** To-do list **
[1] According to the excerpt on the gun trafficking case, when were Odlum and the two other men arrested?
[2] Write out word for word the passage of the excerpt on the gun trafficking case that begins with the words "On Tuesday May" and ends with "23-year-old Toronto woman.".

** Excerpt to read **
[start]

On Tuesday May 23rd, the trial begins for Matthew Odlum, a 30-year-old Toronto man accused of trafficking the gun used to kill Dellen Millard’s father, Wayne. Very little is publicly known about Wayne Millard’s death beyond information contained in newspaper reports that he was shot through the eye with an illegal handgun.

Odlum and two other men — Matthew Wawrykiewycz and Matthew Ward Jackson — were arrested in April 2014, shortly before it was announced that Dellen Millard had been charged with the murder of his father, and that he and his friend Mark Smich had also been charged with the murder of Laura Babcock, a 23-year-old Toronto woman.

Matthew Ward-Jackson
Matthew Ward-jackson still faces Millard-related weapons trafficking charges but his trial will not take place until August

In the three years that have elapsed since then, Millard and Smich have been convicted of the murder of Tim Bosma and there have been a number of developments in what has come to be known, among those familiar with it, as “The Three Matthews” gun trafficking case.

Why only one Matthew is on trial

Unlike his co-accused, Odlum faced just one set of criminal charges, which has made his journey through the legal system somewhat quicker (relatively speaking) and simpler. Thanks partly to this, Odlum’s case was “severed,” as the lawyers say, from those of his co-accused after a preliminary hearing.

[end]

** Entries **
[start]

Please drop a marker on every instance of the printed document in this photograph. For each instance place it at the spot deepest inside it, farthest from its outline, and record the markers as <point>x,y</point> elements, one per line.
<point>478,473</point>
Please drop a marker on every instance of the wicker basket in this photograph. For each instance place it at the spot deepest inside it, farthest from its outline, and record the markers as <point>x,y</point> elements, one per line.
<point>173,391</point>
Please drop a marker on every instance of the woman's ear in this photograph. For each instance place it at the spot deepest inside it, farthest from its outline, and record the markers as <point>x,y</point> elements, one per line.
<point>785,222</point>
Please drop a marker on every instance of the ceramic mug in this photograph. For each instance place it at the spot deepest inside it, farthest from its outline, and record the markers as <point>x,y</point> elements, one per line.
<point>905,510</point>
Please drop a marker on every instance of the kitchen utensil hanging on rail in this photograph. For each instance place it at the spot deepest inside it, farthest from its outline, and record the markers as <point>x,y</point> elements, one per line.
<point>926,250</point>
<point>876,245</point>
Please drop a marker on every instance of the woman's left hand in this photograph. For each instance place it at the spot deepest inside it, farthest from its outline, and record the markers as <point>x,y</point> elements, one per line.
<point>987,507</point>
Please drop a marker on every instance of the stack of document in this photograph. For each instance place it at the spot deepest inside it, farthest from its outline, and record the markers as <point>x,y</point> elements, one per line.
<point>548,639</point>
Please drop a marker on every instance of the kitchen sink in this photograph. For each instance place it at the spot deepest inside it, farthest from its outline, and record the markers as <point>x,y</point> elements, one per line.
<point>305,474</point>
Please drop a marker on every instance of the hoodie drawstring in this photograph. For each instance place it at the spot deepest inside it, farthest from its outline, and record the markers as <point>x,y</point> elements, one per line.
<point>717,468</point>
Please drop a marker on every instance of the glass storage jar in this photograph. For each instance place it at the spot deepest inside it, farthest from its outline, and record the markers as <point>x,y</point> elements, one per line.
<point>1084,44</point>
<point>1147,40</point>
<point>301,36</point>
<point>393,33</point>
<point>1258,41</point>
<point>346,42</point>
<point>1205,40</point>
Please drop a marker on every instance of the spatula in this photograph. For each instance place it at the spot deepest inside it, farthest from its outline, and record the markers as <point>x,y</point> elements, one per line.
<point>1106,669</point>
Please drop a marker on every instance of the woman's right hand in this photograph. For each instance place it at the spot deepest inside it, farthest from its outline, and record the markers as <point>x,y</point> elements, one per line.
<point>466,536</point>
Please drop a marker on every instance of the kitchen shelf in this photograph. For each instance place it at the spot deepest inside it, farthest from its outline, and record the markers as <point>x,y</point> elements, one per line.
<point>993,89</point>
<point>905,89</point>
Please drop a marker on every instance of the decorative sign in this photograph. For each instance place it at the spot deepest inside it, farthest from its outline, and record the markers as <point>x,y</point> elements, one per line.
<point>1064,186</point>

[end]

** Answers for this exercise **
[1] April 2014

[2]
On Tuesday May 23rd, the trial begins for Matthew Odlum, a 30-year-old Toronto man accused of trafficking the gun used to kill Dellen Millard’s father, Wayne. Very little is publicly known about Wayne Millard’s death beyond information contained in newspaper reports that he was shot through the eye with an illegal handgun.

Odlum and two other men — Matthew Wawrykiewycz and Matthew Ward Jackson — were arrested in April 2014, shortly before it was announced that Dellen Millard had been charged with the murder of his father, and that he and his friend Mark Smich had also been charged with the murder of Laura Babcock, a 23-year-old Toronto woman.